* _SUPPLIED MATERIAL_:
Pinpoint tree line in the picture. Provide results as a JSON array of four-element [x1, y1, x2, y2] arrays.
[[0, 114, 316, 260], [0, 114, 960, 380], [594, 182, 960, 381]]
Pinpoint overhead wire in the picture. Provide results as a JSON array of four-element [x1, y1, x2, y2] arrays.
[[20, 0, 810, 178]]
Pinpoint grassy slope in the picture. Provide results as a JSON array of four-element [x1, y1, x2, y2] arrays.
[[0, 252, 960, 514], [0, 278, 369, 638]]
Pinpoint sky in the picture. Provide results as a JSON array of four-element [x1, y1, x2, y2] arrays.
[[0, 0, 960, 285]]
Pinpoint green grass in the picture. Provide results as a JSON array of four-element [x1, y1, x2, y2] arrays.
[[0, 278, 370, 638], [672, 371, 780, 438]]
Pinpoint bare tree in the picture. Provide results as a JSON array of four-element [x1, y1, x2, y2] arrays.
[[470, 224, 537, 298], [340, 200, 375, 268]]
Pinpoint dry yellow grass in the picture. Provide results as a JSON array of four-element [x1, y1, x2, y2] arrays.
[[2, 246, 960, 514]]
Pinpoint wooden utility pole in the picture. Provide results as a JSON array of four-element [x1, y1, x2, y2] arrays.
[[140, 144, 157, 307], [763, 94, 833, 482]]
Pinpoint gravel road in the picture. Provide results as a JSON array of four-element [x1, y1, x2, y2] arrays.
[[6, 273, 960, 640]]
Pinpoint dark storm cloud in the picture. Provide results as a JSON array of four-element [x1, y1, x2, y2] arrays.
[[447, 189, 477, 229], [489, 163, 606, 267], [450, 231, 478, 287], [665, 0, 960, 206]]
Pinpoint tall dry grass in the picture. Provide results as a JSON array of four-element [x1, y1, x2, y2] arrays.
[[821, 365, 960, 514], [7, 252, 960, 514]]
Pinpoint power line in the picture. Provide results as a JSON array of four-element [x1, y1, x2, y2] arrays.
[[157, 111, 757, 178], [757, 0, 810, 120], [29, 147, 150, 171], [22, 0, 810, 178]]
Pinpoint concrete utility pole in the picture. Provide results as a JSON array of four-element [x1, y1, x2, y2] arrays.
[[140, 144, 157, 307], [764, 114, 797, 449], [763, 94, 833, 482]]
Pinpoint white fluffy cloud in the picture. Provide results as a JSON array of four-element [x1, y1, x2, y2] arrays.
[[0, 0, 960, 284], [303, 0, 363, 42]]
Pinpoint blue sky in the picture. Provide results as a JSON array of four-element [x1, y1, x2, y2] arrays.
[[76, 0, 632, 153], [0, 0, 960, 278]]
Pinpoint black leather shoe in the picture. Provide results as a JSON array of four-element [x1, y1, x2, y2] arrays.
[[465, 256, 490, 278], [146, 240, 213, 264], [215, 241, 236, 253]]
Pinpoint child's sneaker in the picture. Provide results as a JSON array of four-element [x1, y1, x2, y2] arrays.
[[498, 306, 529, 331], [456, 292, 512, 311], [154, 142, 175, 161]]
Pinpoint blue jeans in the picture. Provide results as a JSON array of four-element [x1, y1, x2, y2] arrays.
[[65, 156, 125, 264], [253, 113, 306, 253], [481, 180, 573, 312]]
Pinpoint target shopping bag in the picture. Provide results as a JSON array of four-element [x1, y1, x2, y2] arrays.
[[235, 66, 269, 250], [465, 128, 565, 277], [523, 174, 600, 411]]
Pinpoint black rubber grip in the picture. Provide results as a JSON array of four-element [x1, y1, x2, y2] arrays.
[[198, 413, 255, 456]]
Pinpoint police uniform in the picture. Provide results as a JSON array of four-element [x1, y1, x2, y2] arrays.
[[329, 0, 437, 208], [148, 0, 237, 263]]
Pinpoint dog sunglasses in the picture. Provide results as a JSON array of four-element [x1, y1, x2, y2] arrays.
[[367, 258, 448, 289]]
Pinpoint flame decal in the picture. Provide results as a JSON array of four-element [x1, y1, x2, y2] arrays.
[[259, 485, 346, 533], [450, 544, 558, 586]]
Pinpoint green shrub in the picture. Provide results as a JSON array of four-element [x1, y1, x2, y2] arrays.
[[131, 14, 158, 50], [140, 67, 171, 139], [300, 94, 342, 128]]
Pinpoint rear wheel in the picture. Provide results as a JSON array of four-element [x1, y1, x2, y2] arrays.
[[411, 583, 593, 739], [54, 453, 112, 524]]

* _OBJECTIVE_: Put every one of the records above into a numbered list, one line per item, leaving out any blank lines.

* _FINISHED TASK_:
1. Pinpoint tree line in the picture. Provide results as a JSON array of four-element [x1, y1, x2, y2] arrays.
2. [[0, 114, 316, 260], [0, 114, 960, 380], [594, 182, 960, 381]]
3. Pinpoint overhead wire in the picture. Provide results as a JSON array of four-element [x1, y1, x2, y2] arrays.
4. [[20, 0, 810, 178]]
5. Pinpoint grassy slope in the picture. Provide results as a JSON array of four-element [x1, y1, x2, y2] arrays.
6. [[0, 252, 960, 514], [0, 278, 369, 638]]
7. Pinpoint sky in the picture. Provide results as a JSON array of four-element [x1, y1, x2, y2] arrays.
8. [[0, 0, 960, 285]]
9. Pinpoint green grass in the picture. Provide results as a JSON array of four-element [x1, y1, x2, y2] arrays.
10. [[0, 278, 370, 638], [672, 371, 780, 438]]
11. Pinpoint bare tree in the picture. Provide results as a JSON array of four-element [x1, y1, x2, y2] arrays.
12. [[470, 224, 537, 298], [340, 200, 375, 268]]
13. Pinpoint dry yellow grass in the picture. Provide results as a JSON array of four-element [x1, y1, x2, y2] arrays.
14. [[2, 246, 960, 514]]
15. Pinpoint wooden utility pole in the picture. Provide results as a JSON array of four-element [x1, y1, x2, y2] arrays.
16. [[140, 144, 157, 307], [763, 94, 833, 482]]
17. Pinpoint gravel road in the picture. Provide results as a JSON array of four-element [x1, y1, x2, y2] arrays.
18. [[6, 273, 960, 640]]
19. Pinpoint dark storm cloud in the picture. Provide results as a JSON array of four-element [x1, y1, x2, y2] arrays.
20. [[447, 189, 477, 229], [489, 163, 606, 267], [450, 231, 478, 287], [665, 0, 960, 206]]
21. Pinpoint tall dry grass in the picture. Provide results as a JSON array of four-element [x1, y1, x2, y2] arrays.
22. [[821, 365, 960, 514], [7, 252, 960, 514]]
23. Pinpoint power line in the picture. Provide results as a JSON array of four-element [x1, y1, x2, y2] arrays.
24. [[157, 111, 757, 178], [757, 0, 810, 120], [29, 147, 150, 171], [22, 0, 810, 178]]
25. Pinpoint concrete utility pole in the picture. Provide results as a JSON array of four-element [x1, y1, x2, y2] arrays.
26. [[140, 144, 157, 307], [764, 114, 797, 449], [763, 94, 833, 482]]
27. Pinpoint white fluffy cloud in the picture. Provide results as a JSON array of four-element [x1, y1, x2, y2] arrays.
28. [[0, 0, 960, 284], [303, 0, 363, 42]]
29. Pinpoint blue sky in the picture. Provide results as a JSON array of four-element [x1, y1, x2, y2] arrays.
30. [[76, 0, 632, 153], [0, 0, 960, 278]]
31. Pinpoint black leather shoe in the picture. Provide results as a JSON array of four-element [x1, y1, x2, y2] arrays.
32. [[465, 256, 490, 278], [146, 240, 213, 264], [215, 241, 236, 253]]
33. Pinpoint child's sneaker in the picture. Provide results as a JSON array of four-element [x1, y1, x2, y2] arrays.
34. [[498, 306, 529, 331], [456, 292, 512, 311], [154, 142, 175, 161]]
35. Pinpoint blue jeans in the picture. Provide results as a JSON array of four-element [x1, y1, x2, y2] arrays.
36. [[65, 156, 125, 264], [253, 113, 306, 253], [481, 180, 573, 312]]
37. Pinpoint target shopping bag in the picture. Provide results as a JSON array of four-element [x1, y1, x2, y2] arrays.
38. [[235, 66, 269, 250], [465, 128, 565, 277], [523, 174, 600, 411]]
39. Pinpoint black rubber grip in the picture. Provide results as a JSON array of four-element [x1, y1, x2, y2] arrays.
40. [[198, 413, 255, 456]]
41. Pinpoint police uniform in the picture. Provide results as a JSON array of four-element [x1, y1, x2, y2] arrays.
42. [[329, 0, 437, 208], [148, 0, 237, 263]]
43. Pinpoint dog sunglasses in the picture. Provide results as a JSON array of four-element [x1, y1, x2, y2] arrays.
44. [[367, 258, 448, 289]]
45. Pinpoint flame decal in the picture. Provide results as a JSON array of four-element [x1, y1, x2, y2] arrays.
46. [[259, 485, 346, 533], [450, 544, 558, 586]]
47. Pinpoint green shrub in the picture. Provide results as a JSON array of four-element [x1, y1, x2, y2] arrays.
48. [[131, 14, 158, 50], [140, 67, 171, 139], [300, 94, 342, 128]]
49. Pinpoint rear wheel in the picture. Provide results as a JSON array of four-element [x1, y1, x2, y2] arrays.
50. [[411, 583, 593, 739], [54, 453, 112, 524]]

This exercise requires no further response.